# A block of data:
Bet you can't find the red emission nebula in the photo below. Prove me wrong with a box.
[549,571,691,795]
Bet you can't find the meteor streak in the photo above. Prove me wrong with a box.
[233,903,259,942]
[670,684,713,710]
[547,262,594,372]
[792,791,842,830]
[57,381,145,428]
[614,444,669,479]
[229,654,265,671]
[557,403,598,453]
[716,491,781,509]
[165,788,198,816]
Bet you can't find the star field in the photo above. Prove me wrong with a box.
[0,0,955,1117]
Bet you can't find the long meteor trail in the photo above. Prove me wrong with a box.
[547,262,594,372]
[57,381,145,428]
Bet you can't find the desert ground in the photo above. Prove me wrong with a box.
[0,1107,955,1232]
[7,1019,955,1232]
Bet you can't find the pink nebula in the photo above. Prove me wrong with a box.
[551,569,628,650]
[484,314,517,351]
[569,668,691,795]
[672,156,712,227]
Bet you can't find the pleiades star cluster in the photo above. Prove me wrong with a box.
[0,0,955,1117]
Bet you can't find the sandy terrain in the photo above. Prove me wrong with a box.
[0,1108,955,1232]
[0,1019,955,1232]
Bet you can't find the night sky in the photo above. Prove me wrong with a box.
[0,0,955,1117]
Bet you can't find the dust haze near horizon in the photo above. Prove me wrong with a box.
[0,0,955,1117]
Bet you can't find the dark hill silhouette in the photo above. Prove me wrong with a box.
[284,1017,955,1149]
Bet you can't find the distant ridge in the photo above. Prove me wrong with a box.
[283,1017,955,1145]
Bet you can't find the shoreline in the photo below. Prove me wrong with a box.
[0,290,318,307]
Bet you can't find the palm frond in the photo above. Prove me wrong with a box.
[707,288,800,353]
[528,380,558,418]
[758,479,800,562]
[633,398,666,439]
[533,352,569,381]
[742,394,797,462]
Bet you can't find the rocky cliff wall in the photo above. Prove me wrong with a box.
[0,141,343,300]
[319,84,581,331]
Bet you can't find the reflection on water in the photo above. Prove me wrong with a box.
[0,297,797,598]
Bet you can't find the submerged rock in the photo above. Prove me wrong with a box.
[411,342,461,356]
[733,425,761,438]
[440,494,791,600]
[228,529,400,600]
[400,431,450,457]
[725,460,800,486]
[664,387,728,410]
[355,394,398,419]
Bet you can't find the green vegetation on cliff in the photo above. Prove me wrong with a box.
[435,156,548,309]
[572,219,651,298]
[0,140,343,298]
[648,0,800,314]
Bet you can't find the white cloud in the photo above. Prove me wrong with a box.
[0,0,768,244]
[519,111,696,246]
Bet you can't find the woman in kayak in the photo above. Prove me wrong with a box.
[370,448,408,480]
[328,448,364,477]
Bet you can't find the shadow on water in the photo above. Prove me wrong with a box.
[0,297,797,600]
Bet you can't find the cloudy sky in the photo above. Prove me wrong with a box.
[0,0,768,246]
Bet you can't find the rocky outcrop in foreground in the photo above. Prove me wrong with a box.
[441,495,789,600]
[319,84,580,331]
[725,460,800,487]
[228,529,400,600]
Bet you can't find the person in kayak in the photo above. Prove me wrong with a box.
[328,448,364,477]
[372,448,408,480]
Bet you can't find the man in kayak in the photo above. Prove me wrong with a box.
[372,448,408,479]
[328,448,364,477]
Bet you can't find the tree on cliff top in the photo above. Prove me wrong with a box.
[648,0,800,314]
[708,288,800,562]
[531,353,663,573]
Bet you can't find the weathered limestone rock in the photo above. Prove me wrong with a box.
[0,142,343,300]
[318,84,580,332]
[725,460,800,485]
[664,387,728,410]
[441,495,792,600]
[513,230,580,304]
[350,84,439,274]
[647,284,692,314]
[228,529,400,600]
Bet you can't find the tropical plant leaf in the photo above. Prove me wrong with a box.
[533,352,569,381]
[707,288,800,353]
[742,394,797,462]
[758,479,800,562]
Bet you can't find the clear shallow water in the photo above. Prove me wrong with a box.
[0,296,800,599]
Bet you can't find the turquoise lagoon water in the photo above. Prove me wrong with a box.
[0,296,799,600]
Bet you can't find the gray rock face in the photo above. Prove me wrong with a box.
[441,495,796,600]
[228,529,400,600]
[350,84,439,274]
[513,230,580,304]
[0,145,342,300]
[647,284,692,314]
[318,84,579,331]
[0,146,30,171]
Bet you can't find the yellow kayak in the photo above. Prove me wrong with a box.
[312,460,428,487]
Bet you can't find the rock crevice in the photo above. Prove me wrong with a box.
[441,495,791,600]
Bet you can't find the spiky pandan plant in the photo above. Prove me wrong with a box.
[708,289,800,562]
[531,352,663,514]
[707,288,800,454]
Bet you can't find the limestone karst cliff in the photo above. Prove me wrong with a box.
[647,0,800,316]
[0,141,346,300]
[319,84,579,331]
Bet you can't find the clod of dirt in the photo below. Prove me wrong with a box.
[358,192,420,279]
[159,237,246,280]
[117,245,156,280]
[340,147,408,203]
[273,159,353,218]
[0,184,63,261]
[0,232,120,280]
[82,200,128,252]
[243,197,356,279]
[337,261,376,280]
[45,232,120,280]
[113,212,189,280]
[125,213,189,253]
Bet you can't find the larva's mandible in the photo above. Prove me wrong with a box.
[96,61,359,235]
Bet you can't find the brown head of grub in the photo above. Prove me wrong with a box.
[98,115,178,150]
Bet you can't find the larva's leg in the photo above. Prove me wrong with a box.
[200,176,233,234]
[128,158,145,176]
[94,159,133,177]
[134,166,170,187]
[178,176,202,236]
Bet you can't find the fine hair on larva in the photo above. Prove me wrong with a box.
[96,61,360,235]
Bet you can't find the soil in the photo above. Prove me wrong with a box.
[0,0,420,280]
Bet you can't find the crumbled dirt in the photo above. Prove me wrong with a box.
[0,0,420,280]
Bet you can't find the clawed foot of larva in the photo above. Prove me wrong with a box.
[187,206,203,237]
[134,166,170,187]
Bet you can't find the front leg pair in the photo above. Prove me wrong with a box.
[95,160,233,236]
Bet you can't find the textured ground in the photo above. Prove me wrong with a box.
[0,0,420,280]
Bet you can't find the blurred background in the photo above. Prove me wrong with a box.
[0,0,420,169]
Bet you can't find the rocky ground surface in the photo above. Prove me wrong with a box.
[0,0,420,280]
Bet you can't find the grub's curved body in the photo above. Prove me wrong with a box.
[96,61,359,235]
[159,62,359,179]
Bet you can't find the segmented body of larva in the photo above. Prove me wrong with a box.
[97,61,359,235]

# Problem to work on:
Reproduce every one of the records above, replacing "Prove me wrong with a box" with "Mark it with a box" wherever it occurs and leaving everything else unchanged.

# Written response:
Bet you can't find the red emission nebula in the photo below. Mark it with a box.
[549,571,691,795]
Bet you can't find the meteor streak in the photo above. Mark it with a box.
[233,903,259,942]
[670,684,713,710]
[547,262,594,372]
[792,791,842,830]
[57,381,145,428]
[614,444,669,479]
[229,654,265,671]
[557,403,598,453]
[716,491,781,509]
[165,788,198,816]
Bet you can't find the star field in the photo above. Mark it with a box.
[0,0,955,1117]
Bet you can't find the long meteor trail in the photo above. Mark it with a box.
[547,262,594,372]
[57,381,145,428]
Bet you can't find the desert ground in the photo above. Mark it with a box.
[0,1107,955,1232]
[7,1019,955,1232]
Bet you can't find the pink nebula in the photo above. Mark it with a box.
[551,569,628,650]
[484,314,517,351]
[569,668,691,795]
[672,156,712,227]
Bet you can't find the pleiades star cluster in the photo above. Mark it with a box.
[0,0,955,1117]
Bet you can't find the sandy terrain in the photo above. Mark it with a box.
[0,1108,955,1232]
[0,1019,955,1232]
Bet you can't find the night sky in the photo above. Mark it with a box.
[0,0,955,1117]
Bet you can't find the dust haze near horizon in the photo above. Mark it with a box.
[0,0,955,1117]
Bet you can't find the dark hill silhouette in the photo above. Mark it with a box.
[284,1017,955,1149]
Bet you can't find the distant ridge in the photo above. Mark it with a box.
[283,1017,955,1145]
Bet you can't find the shoreline in the photo below. Mark it with a box.
[0,290,318,307]
Bet you can't find the palm frond in the photo above. Mark it with a box.
[707,288,800,353]
[528,380,558,418]
[758,479,800,562]
[633,398,666,439]
[533,352,569,381]
[742,394,797,462]
Bet you can't find the rocky cliff wall in the photo above. Mark it with a box.
[0,141,343,300]
[319,84,581,331]
Bet you can't find the reflection on water in the photo above. Mark it with a box.
[0,297,797,598]
Bet you can't find the submerged rock in the photo above. Mark it with a box.
[411,342,461,356]
[733,425,761,438]
[440,494,791,600]
[228,529,400,600]
[400,431,450,457]
[725,460,800,486]
[664,387,728,410]
[355,394,398,419]
Bet you can't find the green vegetation on cliff in the photo above. Mark it with a box.
[435,156,548,309]
[572,219,651,298]
[0,140,343,298]
[648,0,800,314]
Bet you can't find the white cloud in the photo above. Mark it with a box.
[0,0,768,244]
[519,111,696,246]
Bet you can't find the woman in kayak in the photo above. Mark it with a box.
[370,448,408,480]
[328,448,364,477]
Bet you can't find the shadow on water in the photo above. Mark it with a box.
[0,297,797,600]
Bet you can't find the cloudy sky in the photo above. Mark it with a box.
[0,0,768,246]
Bet you can't find the rocky outcrop in foreground in the photo above. Mark it with a box.
[441,495,789,600]
[319,84,580,331]
[725,460,800,487]
[228,529,400,600]
Bet you can't find the person in kayak in the photo above. Mark it with a box.
[328,448,364,477]
[372,448,408,480]
Bet you can't find the man in kayak in the photo above. Mark it with a box.
[372,448,408,479]
[328,448,364,477]
Bet you can't find the tree on cliff top in the photo above. Mark it with a box.
[648,0,800,314]
[708,288,800,562]
[531,353,663,573]
Bet you can't find the weathered limestone rock in the photo above. Mark it with a box.
[0,142,343,300]
[318,84,580,332]
[725,460,800,485]
[664,387,728,410]
[441,495,792,600]
[513,230,580,304]
[350,84,439,274]
[647,284,692,314]
[228,529,400,600]
Bet you can't find the tropical plant leaf in the photo above. Mark it with a box.
[533,352,569,381]
[707,288,800,353]
[742,394,797,462]
[758,479,800,562]
Bet you can't find the clear shallow water in the photo above. Mark it with a box.
[0,296,800,599]
Bet you can't find the turquoise lagoon water in the photo above. Mark it with a box.
[0,296,799,600]
Bet you can't find the gray rock face in the photo above. Mark it with a box.
[441,495,796,600]
[228,529,400,600]
[350,84,439,274]
[513,230,580,304]
[0,145,342,300]
[647,284,692,314]
[318,84,579,331]
[0,146,30,171]
Bet you can't find the yellow kayak in the photo above. Mark it with a box.
[312,460,428,487]
Bet you can't find the rock crevice in the photo above. Mark it with a box.
[441,495,791,600]
Bet you can't find the spiky pandan plant in the photo above. Mark it with a box.
[708,289,800,562]
[531,352,663,514]
[707,288,800,454]
Bet you can't find the limestone karst cliff in the photo above. Mark it with a box.
[647,0,800,316]
[0,141,346,300]
[319,84,579,331]
Bet you can't find the clod of dirt in the photo below. Mark it with a box.
[358,192,420,279]
[159,237,246,280]
[117,245,156,280]
[340,147,408,203]
[273,159,353,218]
[0,184,63,261]
[0,232,120,280]
[82,200,128,252]
[243,197,356,279]
[337,261,376,280]
[45,232,120,280]
[113,212,189,280]
[125,213,189,253]
Bet you can't find the larva's mandible in the photo above. Mark it with a box.
[96,61,359,235]
Bet you can't find the brown head of grub in the photo above. Mark it with a box.
[98,115,178,150]
Bet you can't find the larva's leg in the photo above. Mark it with a box.
[200,176,233,234]
[128,158,145,176]
[94,159,133,177]
[134,166,170,187]
[178,176,202,236]
Bet you can't find the fine hair on larva in the photo above. Mark it with a box.
[96,61,360,235]
Bet you can't find the soil in the photo above. Mark it with a box.
[0,0,420,280]
Bet you can't find the crumbled dirt in the photo above. Mark it with a box.
[0,0,420,280]
Bet you can't find the clawed foot of larva in the photo above. Mark it with a box.
[187,206,203,237]
[134,166,170,187]
Bet you can't find the front leg pair in the photo above. Mark it with a box.
[95,160,233,236]
Bet you can't find the textured ground in the photo above. Mark it with a box.
[0,0,420,280]
Bet you can't find the blurred background in the photo above. Mark it with a box.
[0,0,420,169]
Bet you can't find the rocky ground surface in the photo above. Mark it with a box.
[0,0,420,280]
Bet you can't find the grub's curved body in the photo above. Mark it with a box.
[96,61,359,235]
[159,62,359,179]
Bet you can't find the segmented body of larva in the photo above. Mark it with a box.
[97,61,359,235]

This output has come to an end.